___ Records provided ___
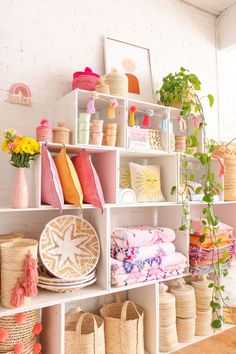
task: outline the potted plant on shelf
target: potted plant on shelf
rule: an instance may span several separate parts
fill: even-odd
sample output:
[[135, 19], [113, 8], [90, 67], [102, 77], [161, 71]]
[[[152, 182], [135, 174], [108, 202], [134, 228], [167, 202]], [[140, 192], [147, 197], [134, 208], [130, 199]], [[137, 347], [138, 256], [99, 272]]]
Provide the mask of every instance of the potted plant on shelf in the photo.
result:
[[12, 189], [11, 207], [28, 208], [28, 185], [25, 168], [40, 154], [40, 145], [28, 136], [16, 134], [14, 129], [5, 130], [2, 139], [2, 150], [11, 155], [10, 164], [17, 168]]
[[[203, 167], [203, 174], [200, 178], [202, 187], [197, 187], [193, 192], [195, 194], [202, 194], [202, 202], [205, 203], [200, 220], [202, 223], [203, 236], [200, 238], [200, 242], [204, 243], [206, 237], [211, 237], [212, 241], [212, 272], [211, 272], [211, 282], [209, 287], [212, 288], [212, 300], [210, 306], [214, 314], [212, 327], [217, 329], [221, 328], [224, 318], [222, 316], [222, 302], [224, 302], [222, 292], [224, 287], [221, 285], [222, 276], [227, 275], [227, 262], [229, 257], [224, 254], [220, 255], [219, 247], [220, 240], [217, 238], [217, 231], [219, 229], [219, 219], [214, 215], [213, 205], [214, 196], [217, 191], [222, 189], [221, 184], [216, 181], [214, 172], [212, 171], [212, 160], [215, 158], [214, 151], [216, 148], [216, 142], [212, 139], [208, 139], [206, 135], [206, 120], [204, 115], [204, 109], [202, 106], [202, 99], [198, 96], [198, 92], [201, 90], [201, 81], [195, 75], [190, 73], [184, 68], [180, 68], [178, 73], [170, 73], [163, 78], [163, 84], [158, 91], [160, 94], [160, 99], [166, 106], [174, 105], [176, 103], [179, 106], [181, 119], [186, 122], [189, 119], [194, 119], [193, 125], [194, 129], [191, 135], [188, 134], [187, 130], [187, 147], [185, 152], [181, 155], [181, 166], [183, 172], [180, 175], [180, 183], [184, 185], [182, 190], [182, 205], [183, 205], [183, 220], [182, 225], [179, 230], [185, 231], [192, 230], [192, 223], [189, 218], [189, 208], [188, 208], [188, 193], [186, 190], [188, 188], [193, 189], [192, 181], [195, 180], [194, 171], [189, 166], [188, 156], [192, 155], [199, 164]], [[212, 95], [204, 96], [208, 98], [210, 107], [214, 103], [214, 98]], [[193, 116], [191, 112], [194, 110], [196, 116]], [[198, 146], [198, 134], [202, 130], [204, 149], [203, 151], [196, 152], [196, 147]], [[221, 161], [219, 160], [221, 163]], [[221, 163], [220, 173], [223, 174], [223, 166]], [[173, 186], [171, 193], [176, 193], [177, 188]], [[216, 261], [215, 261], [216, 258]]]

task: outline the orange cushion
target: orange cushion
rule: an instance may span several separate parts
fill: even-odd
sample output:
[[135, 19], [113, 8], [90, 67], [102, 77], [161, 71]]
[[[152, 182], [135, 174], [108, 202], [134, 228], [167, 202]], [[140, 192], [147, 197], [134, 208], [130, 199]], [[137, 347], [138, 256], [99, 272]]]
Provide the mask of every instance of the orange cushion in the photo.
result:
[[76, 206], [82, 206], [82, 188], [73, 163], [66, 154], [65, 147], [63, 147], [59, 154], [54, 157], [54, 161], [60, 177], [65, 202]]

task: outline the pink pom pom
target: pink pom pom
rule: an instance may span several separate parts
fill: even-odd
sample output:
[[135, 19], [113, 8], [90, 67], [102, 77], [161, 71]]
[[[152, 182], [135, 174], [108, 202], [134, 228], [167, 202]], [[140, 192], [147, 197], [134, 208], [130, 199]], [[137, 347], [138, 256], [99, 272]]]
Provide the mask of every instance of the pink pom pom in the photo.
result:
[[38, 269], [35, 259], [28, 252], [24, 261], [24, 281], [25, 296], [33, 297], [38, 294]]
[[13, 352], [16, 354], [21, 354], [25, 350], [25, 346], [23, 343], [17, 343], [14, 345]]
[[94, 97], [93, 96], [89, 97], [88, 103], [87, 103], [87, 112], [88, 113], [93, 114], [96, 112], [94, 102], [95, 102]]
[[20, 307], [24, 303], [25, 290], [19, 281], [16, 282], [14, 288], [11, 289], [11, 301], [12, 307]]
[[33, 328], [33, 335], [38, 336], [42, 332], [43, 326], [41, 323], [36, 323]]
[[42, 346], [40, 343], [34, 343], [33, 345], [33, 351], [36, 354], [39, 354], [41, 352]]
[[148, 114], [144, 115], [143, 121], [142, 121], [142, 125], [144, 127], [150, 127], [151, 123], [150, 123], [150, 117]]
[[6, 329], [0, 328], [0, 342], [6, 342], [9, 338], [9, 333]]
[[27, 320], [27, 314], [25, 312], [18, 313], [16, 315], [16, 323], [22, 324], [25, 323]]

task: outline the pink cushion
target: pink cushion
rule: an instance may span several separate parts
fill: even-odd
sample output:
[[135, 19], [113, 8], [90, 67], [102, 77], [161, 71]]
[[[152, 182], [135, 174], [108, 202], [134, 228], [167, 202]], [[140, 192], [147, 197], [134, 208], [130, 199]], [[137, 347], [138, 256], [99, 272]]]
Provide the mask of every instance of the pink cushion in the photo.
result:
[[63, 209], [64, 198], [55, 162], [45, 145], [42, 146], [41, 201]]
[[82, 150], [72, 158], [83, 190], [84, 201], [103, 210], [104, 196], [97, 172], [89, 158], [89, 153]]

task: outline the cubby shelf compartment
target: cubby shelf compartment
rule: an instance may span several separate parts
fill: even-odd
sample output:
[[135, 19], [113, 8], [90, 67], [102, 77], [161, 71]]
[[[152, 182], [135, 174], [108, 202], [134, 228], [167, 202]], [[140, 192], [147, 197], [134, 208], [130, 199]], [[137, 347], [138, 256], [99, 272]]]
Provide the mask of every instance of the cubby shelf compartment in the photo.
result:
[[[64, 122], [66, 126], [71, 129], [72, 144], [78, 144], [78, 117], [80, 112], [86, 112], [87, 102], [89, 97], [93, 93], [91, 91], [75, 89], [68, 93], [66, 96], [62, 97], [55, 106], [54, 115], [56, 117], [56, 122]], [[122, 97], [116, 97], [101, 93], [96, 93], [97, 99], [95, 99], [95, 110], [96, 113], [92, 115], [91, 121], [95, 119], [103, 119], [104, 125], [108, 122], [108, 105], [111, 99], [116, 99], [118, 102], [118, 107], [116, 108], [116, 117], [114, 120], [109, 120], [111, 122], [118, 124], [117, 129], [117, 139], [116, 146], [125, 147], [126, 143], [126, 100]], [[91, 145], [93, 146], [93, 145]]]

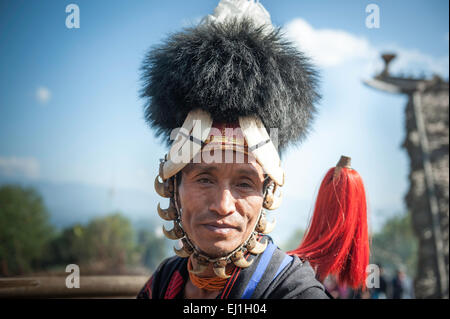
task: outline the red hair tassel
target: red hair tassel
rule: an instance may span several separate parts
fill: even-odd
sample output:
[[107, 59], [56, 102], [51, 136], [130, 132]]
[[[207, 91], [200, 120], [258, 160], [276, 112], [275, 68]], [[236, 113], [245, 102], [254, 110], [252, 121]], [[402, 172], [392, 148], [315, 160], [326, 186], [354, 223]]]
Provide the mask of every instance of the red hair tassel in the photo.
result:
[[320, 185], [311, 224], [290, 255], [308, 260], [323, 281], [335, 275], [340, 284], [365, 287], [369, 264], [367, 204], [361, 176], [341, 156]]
___
Could you output all of the records exactly, without their pictures?

# Written answer:
task: outline the potted plant on shelf
target: potted plant on shelf
rule: an instance may span several separate parts
fill: even-odd
sample output:
[[135, 19], [113, 8], [90, 67], [102, 77], [161, 71]]
[[[152, 182], [135, 174], [108, 202], [134, 228], [167, 202]], [[140, 192], [147, 197], [134, 208], [130, 199]], [[137, 347], [138, 256], [99, 272]]]
Provide the mask of every instance of the potted plant on shelf in the photo.
result:
[[12, 189], [11, 207], [28, 208], [28, 185], [25, 168], [40, 154], [40, 145], [28, 136], [16, 134], [14, 129], [5, 130], [2, 139], [2, 150], [11, 155], [10, 164], [17, 168]]
[[[203, 167], [203, 174], [200, 178], [202, 187], [197, 187], [193, 192], [195, 194], [202, 194], [202, 202], [205, 203], [200, 220], [202, 223], [203, 236], [200, 238], [200, 242], [204, 243], [206, 237], [211, 237], [212, 241], [212, 272], [211, 272], [211, 282], [209, 287], [212, 288], [212, 300], [210, 306], [214, 314], [212, 327], [217, 329], [221, 328], [224, 318], [222, 316], [222, 302], [224, 302], [222, 292], [224, 287], [221, 285], [222, 276], [227, 275], [227, 262], [229, 257], [224, 254], [220, 255], [219, 247], [220, 240], [217, 238], [217, 231], [219, 229], [219, 219], [214, 215], [213, 205], [214, 196], [217, 191], [222, 189], [221, 184], [216, 181], [214, 172], [212, 171], [212, 160], [215, 158], [214, 151], [216, 148], [216, 142], [212, 139], [208, 139], [206, 135], [206, 120], [204, 115], [204, 109], [202, 106], [202, 99], [198, 96], [198, 92], [201, 90], [201, 81], [195, 75], [190, 73], [184, 68], [180, 68], [178, 73], [170, 73], [163, 78], [163, 84], [158, 91], [160, 94], [160, 99], [166, 106], [174, 105], [176, 103], [179, 106], [181, 119], [186, 122], [189, 119], [194, 119], [193, 125], [194, 129], [191, 135], [188, 134], [187, 130], [187, 147], [185, 152], [181, 155], [181, 166], [183, 172], [180, 175], [180, 183], [184, 185], [182, 190], [182, 205], [183, 205], [183, 220], [182, 225], [179, 230], [185, 231], [192, 230], [192, 223], [189, 218], [189, 208], [188, 208], [188, 193], [186, 190], [188, 188], [193, 189], [192, 181], [195, 180], [194, 171], [189, 166], [188, 156], [192, 155], [199, 164]], [[212, 95], [204, 96], [208, 98], [210, 107], [214, 103], [214, 98]], [[193, 116], [191, 112], [194, 110], [196, 116]], [[198, 146], [198, 134], [202, 130], [204, 149], [203, 151], [196, 152], [196, 147]], [[221, 161], [219, 160], [221, 163]], [[221, 163], [220, 173], [223, 174], [223, 166]], [[173, 186], [171, 193], [176, 193], [177, 188]], [[216, 261], [215, 261], [216, 258]]]

task: outline the orange cushion
target: orange cushion
rule: an instance may span several separate parts
fill: even-odd
sample output:
[[135, 19], [113, 8], [90, 67], [102, 77], [161, 71]]
[[[152, 182], [135, 174], [108, 202], [134, 228], [167, 202]], [[140, 192], [147, 197], [134, 208], [130, 199]], [[137, 347], [138, 256], [99, 272]]]
Provide the mask of every instance of the orange cushion in the photo.
result:
[[76, 206], [82, 206], [82, 188], [73, 163], [66, 154], [65, 147], [63, 147], [59, 154], [54, 157], [54, 161], [60, 177], [65, 202]]

task: outline the pink pom pom
target: pink pom pom
rule: an instance may span several separate parts
fill: even-odd
sample output:
[[135, 19], [113, 8], [90, 67], [102, 77], [161, 71]]
[[[152, 182], [135, 174], [108, 202], [134, 228], [167, 202]], [[140, 192], [147, 197], [134, 208], [130, 199]], [[137, 347], [138, 256], [99, 272]]]
Provide the mask of every instance of the pink pom pom in the photo.
result:
[[38, 269], [35, 259], [28, 252], [24, 261], [24, 281], [25, 296], [33, 297], [38, 294]]
[[13, 352], [16, 354], [21, 354], [25, 350], [25, 346], [23, 343], [17, 343], [14, 345]]
[[94, 97], [93, 96], [89, 97], [88, 103], [87, 103], [87, 112], [88, 113], [93, 114], [96, 112], [94, 102], [95, 102]]
[[20, 307], [24, 303], [25, 290], [19, 281], [16, 282], [14, 288], [11, 289], [11, 301], [12, 307]]
[[33, 328], [33, 335], [38, 336], [42, 332], [43, 326], [41, 323], [36, 323]]
[[42, 346], [40, 343], [34, 343], [33, 345], [33, 351], [36, 354], [39, 354], [41, 352]]
[[148, 114], [144, 115], [143, 121], [142, 121], [142, 125], [144, 127], [150, 127], [151, 123], [150, 123], [150, 117]]
[[6, 329], [0, 328], [0, 342], [6, 342], [9, 338], [9, 333]]
[[27, 320], [27, 314], [25, 312], [18, 313], [16, 315], [16, 323], [22, 324], [25, 323]]

task: outline the pink cushion
target: pink cushion
rule: an instance may span several separate parts
fill: even-odd
sample output:
[[135, 19], [113, 8], [90, 67], [102, 77], [161, 71]]
[[[152, 182], [135, 174], [108, 202], [134, 228], [167, 202]], [[140, 192], [147, 197], [134, 208], [130, 199]], [[137, 347], [138, 256], [99, 272]]]
Provide the mask of every instance of the pink cushion in the photo.
result:
[[63, 209], [64, 198], [55, 162], [45, 145], [42, 146], [41, 201]]
[[82, 150], [72, 158], [83, 190], [84, 201], [103, 210], [104, 196], [97, 172], [89, 158], [89, 153]]

task: outline the cubby shelf compartment
target: cubby shelf compartment
rule: an instance may span several separate parts
fill: even-odd
sample output:
[[135, 19], [113, 8], [90, 67], [102, 77], [161, 71]]
[[[152, 182], [135, 174], [108, 202], [134, 228], [167, 202]], [[140, 192], [147, 197], [134, 208], [130, 199]], [[137, 347], [138, 256], [99, 272]]]
Provide the mask of every instance of the cubby shelf compartment in the photo.
result:
[[[64, 122], [66, 126], [71, 129], [72, 144], [78, 144], [78, 117], [80, 112], [86, 112], [87, 102], [89, 97], [93, 93], [91, 91], [75, 89], [68, 93], [66, 96], [62, 97], [55, 106], [54, 115], [56, 117], [56, 122]], [[122, 97], [116, 97], [101, 93], [96, 93], [97, 99], [95, 99], [95, 110], [96, 113], [92, 115], [91, 121], [95, 119], [103, 119], [104, 125], [108, 122], [108, 105], [111, 99], [116, 99], [118, 102], [118, 107], [116, 108], [116, 117], [114, 120], [109, 120], [111, 122], [118, 124], [117, 129], [117, 139], [116, 146], [125, 147], [126, 143], [126, 100]], [[91, 145], [93, 146], [93, 145]]]

task: outline the red hair tassel
target: red hair tassel
rule: an instance may span several separate parts
fill: even-odd
sample output:
[[107, 59], [56, 102], [51, 136], [130, 132]]
[[[207, 91], [200, 120], [258, 160], [276, 112], [275, 68]], [[236, 113], [245, 102], [254, 110], [252, 121]], [[402, 172], [392, 148], [315, 160], [326, 186], [354, 223]]]
Provide the mask of every instance of the red hair tassel in the photo.
result:
[[320, 185], [311, 224], [290, 255], [308, 260], [323, 281], [335, 275], [340, 284], [365, 287], [369, 264], [367, 204], [361, 176], [341, 156]]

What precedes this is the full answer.